▶ [WORKING DATA]:
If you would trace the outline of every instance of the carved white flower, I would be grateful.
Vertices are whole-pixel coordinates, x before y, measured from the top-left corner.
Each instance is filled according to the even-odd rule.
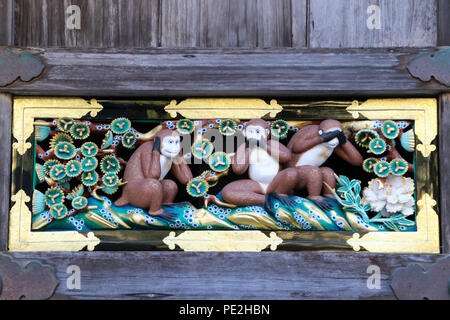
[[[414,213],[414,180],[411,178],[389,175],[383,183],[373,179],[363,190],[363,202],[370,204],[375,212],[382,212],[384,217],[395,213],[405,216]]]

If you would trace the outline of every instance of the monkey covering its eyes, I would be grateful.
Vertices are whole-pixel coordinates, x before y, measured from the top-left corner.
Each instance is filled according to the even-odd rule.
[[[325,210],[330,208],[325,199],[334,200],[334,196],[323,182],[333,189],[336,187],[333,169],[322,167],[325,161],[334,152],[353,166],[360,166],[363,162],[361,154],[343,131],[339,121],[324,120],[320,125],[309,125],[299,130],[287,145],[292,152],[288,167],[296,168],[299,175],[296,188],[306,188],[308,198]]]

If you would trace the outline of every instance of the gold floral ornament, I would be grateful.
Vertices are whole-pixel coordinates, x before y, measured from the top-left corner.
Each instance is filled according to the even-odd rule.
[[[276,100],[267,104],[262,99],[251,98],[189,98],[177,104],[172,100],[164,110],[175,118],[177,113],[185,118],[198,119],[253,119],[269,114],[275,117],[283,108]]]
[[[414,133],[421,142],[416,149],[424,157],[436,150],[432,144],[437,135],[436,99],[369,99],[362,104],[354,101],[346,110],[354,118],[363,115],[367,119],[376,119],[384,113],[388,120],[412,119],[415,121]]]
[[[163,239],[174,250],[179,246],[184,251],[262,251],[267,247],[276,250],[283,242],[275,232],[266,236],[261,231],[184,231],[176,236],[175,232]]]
* * *
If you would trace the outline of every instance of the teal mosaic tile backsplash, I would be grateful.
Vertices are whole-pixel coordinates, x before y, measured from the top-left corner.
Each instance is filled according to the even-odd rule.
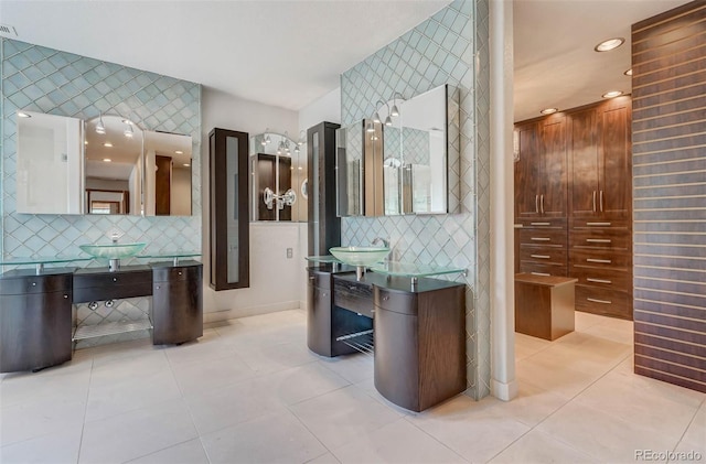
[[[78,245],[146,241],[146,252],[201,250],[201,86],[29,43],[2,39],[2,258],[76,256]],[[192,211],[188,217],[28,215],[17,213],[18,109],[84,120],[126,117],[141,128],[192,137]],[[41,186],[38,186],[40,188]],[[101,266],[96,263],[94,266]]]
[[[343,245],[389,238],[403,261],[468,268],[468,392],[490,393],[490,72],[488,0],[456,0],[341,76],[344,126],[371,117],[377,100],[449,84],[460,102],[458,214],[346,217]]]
...
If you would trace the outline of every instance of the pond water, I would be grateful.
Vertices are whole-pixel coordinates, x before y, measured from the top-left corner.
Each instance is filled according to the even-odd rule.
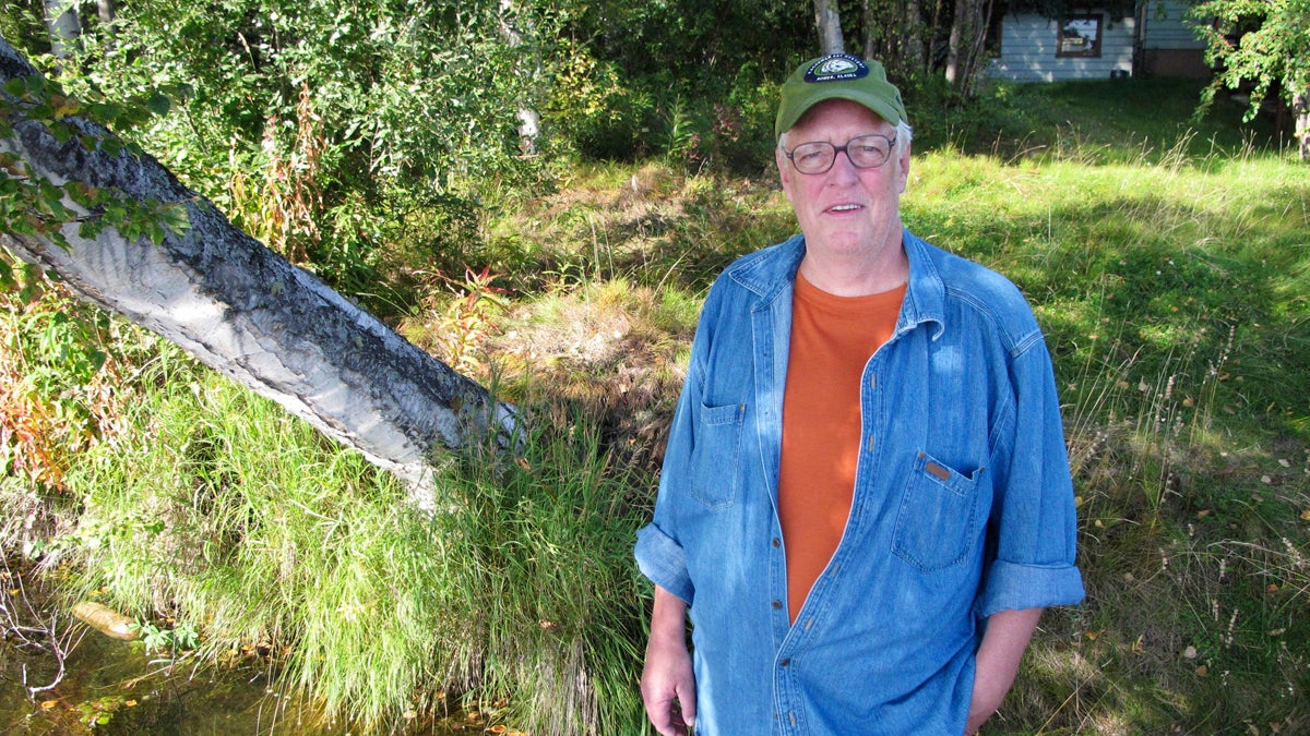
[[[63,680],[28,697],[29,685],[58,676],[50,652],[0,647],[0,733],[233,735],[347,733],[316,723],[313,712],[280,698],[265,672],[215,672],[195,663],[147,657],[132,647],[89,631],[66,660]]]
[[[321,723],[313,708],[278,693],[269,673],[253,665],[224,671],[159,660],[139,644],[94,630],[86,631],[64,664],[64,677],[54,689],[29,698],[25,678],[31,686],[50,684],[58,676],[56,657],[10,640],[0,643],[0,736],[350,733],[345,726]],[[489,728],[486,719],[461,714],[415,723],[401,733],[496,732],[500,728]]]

▶ [YOUR OBJECTIVE]: State how many of the lines above contain the word "trace", and reply with that number alone.

▶ [COMPLETE OUTPUT]: 5